[Saved entries]
▼

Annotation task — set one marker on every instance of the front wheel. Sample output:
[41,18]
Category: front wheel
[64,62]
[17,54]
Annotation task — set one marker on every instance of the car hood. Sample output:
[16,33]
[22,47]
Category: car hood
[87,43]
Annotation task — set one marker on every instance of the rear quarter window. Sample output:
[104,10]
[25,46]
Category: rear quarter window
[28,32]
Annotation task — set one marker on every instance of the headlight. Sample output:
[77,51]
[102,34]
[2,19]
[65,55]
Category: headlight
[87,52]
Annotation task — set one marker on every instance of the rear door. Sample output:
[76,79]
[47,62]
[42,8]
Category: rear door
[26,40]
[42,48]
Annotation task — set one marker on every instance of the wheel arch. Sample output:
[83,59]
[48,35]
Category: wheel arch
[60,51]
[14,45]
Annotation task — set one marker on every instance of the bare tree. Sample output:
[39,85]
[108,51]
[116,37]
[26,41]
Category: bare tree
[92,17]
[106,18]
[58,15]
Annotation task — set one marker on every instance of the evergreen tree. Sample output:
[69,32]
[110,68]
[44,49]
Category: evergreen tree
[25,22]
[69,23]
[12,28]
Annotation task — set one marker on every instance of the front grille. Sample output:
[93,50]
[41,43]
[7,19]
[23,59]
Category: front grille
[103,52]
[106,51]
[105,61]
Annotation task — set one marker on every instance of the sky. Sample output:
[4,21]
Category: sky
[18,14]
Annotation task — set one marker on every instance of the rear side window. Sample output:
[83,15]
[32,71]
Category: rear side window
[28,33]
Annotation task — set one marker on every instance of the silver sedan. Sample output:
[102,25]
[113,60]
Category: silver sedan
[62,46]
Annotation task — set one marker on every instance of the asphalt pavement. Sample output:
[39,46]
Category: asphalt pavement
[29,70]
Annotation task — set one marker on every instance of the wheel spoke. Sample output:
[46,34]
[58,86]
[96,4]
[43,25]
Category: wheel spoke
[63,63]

▲

Copy every line above without altering a word.

Annotation task — set one marker on every instance of the front wheel. Sample output:
[41,18]
Category: front wheel
[64,62]
[17,54]
Annotation task — set one marker on every instance of the car hood. Sample output:
[16,33]
[22,47]
Category: car hood
[87,43]
Annotation task — set one marker on every instance of the rear quarter window. Sample output:
[104,10]
[25,46]
Category: rear quarter window
[28,32]
Annotation task — set one marker on every instance of the headlight. Sample output:
[77,51]
[102,34]
[2,19]
[65,55]
Category: headlight
[87,52]
Annotation task — set one marker on every instance of the rear door. Sample output:
[76,79]
[47,62]
[42,8]
Category: rear door
[26,40]
[42,48]
Annotation task — set one marker on every instance of the wheel arch. Sample output:
[83,59]
[48,35]
Category: wheel arch
[60,51]
[14,45]
Annotation task — set one marker on every instance of the bare tree. Sample output:
[39,85]
[108,51]
[116,37]
[26,41]
Category: bare tree
[92,17]
[106,18]
[58,15]
Annotation task — set one marker on every instance of the evergreen tree. Sample output:
[69,32]
[110,68]
[44,49]
Category: evergreen tree
[25,22]
[69,23]
[12,28]
Annotation task — set one marker on every instance of the front grille. Sample output:
[93,50]
[41,43]
[7,19]
[23,59]
Category: front grille
[103,52]
[106,51]
[105,61]
Annotation task — set one marker on every instance of the sky. Sample output:
[4,21]
Category: sky
[18,14]
Annotation task — set one marker on every instance of the rear side window. Sample output:
[83,15]
[32,71]
Category: rear side window
[28,33]
Annotation task — set one marker on every instance of the silver sedan. Sample output:
[102,25]
[113,60]
Category: silver sedan
[62,46]
Annotation task — set one marker on every instance of the asphalt pavement. Sample output:
[39,46]
Category: asphalt pavement
[29,70]
Annotation task — set one marker on every instance of the wheel spoke. Sample output:
[46,34]
[58,86]
[96,4]
[43,25]
Category: wheel spoke
[63,63]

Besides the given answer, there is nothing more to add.